Write out every one of the lines below as a two-column CSV with the header text,points, one row per line: the wording goes in text and its answer goes in points. Put each field in double quotes and replace any line breaks inside a field with spaces.

───── Data records

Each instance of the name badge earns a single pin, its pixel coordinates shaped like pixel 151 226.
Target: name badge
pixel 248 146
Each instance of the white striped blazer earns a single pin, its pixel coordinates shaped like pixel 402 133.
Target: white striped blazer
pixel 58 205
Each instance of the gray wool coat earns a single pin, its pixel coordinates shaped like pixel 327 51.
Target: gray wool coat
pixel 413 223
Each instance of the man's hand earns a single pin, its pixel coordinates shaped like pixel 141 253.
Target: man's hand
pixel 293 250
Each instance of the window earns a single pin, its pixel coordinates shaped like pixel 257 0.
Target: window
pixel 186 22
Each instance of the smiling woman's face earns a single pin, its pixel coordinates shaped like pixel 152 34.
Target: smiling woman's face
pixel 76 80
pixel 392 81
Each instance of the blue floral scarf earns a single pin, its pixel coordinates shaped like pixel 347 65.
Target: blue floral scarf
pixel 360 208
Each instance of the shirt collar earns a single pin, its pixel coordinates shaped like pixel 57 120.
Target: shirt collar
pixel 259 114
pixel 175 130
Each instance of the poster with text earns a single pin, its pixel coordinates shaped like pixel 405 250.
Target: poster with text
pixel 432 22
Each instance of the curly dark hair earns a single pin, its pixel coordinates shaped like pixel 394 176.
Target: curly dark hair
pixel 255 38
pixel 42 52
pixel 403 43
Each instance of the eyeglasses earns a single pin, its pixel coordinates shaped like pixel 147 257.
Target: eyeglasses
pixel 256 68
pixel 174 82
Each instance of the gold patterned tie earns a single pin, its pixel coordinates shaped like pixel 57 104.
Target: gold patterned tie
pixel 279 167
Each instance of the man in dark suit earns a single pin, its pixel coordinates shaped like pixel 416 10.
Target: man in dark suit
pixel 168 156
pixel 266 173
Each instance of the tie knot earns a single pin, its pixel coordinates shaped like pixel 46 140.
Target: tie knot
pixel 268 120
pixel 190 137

──────────

--- Result ---
text,points
"Each instance of the name badge earns a single pin, its pixel coordinates shaped like pixel 151 226. Target: name badge","pixel 248 146"
"Each instance of the white striped blazer earns a single pin, its pixel coordinates shaped like pixel 402 133. Target: white striped blazer","pixel 58 205"
"Each instance of the gray wool coat earns a single pin, its pixel coordinates shaped like pixel 327 51. Target: gray wool coat","pixel 413 223"
"Each instance of the man's hand earns a single pin, its pixel coordinates shaped like pixel 141 253. Target: man's hand","pixel 293 250"
"Each instance of the window earns a single pin, its pixel coordinates shaped like pixel 257 0. Target: window","pixel 186 22"
"Each instance of the smiling woman's face earns a single pin, its pixel coordinates shaped like pixel 152 34. Target: smiling woman's face","pixel 76 80 pixel 392 81"
"Each instance of the blue floral scarf earns a single pin, its pixel coordinates shaped like pixel 347 65. Target: blue floral scarf","pixel 360 208"
"Each instance of the shirt collar earns a single pin, its pixel coordinates shaped like pixel 57 120. Target: shirt collar","pixel 259 114 pixel 175 130"
"Each instance of the poster with text earns a single pin, its pixel coordinates shaped like pixel 405 250. Target: poster with text","pixel 432 22"
"Each instance of the curly dark hair earns a single pin, its pixel coordinates shaped like pixel 394 176. Target: curly dark hair","pixel 255 38 pixel 42 52 pixel 403 43"
"Each instance of the eyeglasses earns a single pin, its pixel coordinates shaped like pixel 147 257. Target: eyeglasses","pixel 256 68 pixel 174 82"
"Each instance of the gold patterned tie earns a single pin, its pixel coordinates shaped like pixel 57 104. Target: gold patterned tie","pixel 279 167"
"Each instance of the man in dark suit earns a single pin, its pixel coordinates shaped like pixel 416 10. Target: man in dark suit","pixel 168 156 pixel 266 173"
"Each instance of the tie knot earns a single pin, its pixel coordinates shaped like pixel 46 140. Target: tie knot","pixel 268 120 pixel 190 137"